----- Excerpt to read -----

LivingDataLab - Using Chain of Thought Reasoning with ChatGPT

1 Introduction

Large language models such as ChatGPT can generate text responses based on a given prompt or input. Writing prompts allow users to guide the language model’s output by providing a specific context or topic for the response. This feature has many practical applications, such as generating creative writing prompts, assisting in content creation, and even aiding in customer service chatbots.

In earlier articles i’ve looked at how you can use ChatGPT to solve some of these tasks with simple prompts. But in many use cases, what is required is not just one prompt but a sequence of prompts where we need to also consider the outputs at each stage, before providing a final output - for example with a customer service chatbot.

In this article we will focus on large language model tasks to process a series of inputs i.e. the tasks that take the input and generate a useful output often through a series of steps - using ChatGPT.

2 Setup

2.1 Load the API key and relevant Python libaries.

First we need to load certain python libs and connect the OpenAi api.

The OpenAi api library needs to be configured with an account’s secret key, which is available on the website.

----- Extracted entries -----

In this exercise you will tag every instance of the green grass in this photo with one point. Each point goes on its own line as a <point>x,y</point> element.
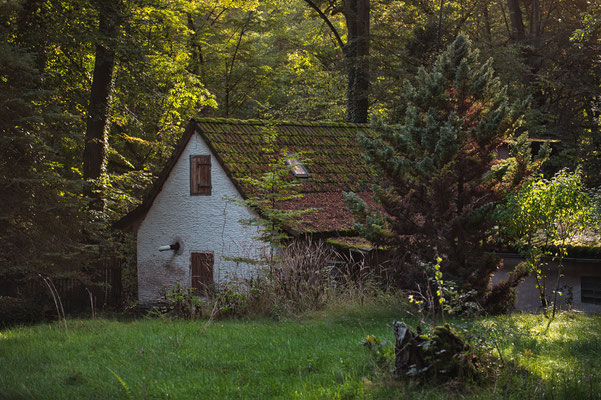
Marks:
<point>315,357</point>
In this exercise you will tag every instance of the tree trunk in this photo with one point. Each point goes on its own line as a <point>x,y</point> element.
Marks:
<point>517,24</point>
<point>94,156</point>
<point>356,53</point>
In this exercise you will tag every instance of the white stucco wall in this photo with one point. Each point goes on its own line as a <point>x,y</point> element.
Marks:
<point>528,298</point>
<point>200,223</point>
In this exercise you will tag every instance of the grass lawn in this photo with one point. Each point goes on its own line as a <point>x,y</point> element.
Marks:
<point>316,357</point>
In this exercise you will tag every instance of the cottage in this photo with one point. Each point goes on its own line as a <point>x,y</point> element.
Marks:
<point>189,227</point>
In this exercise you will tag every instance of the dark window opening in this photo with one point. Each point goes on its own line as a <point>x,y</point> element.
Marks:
<point>297,168</point>
<point>590,289</point>
<point>202,272</point>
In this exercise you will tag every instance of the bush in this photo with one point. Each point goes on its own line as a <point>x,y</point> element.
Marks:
<point>184,303</point>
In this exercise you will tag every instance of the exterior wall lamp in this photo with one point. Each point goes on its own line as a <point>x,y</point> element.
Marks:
<point>174,247</point>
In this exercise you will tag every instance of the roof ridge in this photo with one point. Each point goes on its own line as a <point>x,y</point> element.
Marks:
<point>266,122</point>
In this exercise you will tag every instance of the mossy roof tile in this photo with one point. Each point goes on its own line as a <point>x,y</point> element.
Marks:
<point>334,161</point>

-----

→ What to work on:
a) According to the article on chain of thought reasoning with ChatGPT, what must the OpenAI API library be configured with?
b) Continue the article on chain of thought reasoning with ChatGPT, starting after its last sentence.
The records are not needed for this work.

→ Answers in order:
a) An account's secret key, which is available on the website.

b)
You can either set it as the OPENAI_API_KEY environment variable before using the library: !export OPENAI_API_KEY='sk-...'

Or, set openai.api_key to its value:

import openai
openai.api_key = "sk-..."

import os
import openai
import sys
from dotenv import load_dotenv, find_dotenv
_ = load_dotenv(find_dotenv())

openai.api_key  = os.environ['OPENAI_API_KEY']

# Define helper function
def get_completion_from_messages(messages, 
                                 model="gpt-3.5-turbo", 
                                 temperature=0, max_tokens=500):
    response = openai.ChatCompletion.create(
        model=model,
        messages=messages,
        temperature=temperature, 
        max_tokens=max_tokens, 
    )
    return response.choices[0].message["content"]

3 Chain-of-Thought Prompting

As we have seen in earlier articles of mine, an LLM may occasionally find it necessary to reason in depth about an issue before responding to a particular inquiry. In order to allow the model to consider the issue more thoroughly and for a longer period of time before providing a final answer, we can reframe the question to ask for a sequence of pertinent reasoning steps before the model responds. This way, the model will be less likely to make reasoning mistakes by jumping to the wrong conclusion.

And in general, we call this strategy of asking the model to reason about a problem in steps, “Chain of Thought Reasoning”.

For some applications, it would be improper to reveal to the user the thought process a model goes through to arrive at a solution. In tutoring applications, for instance, we might want to encourage students to work on their own solutions, but a model’s analysis of the student’s solution may give away the solution to the student. Inner monologue, which is merely a fancy way of stating concealing the model’s thinking from the user, is a strategy that can be employed to mitigate this.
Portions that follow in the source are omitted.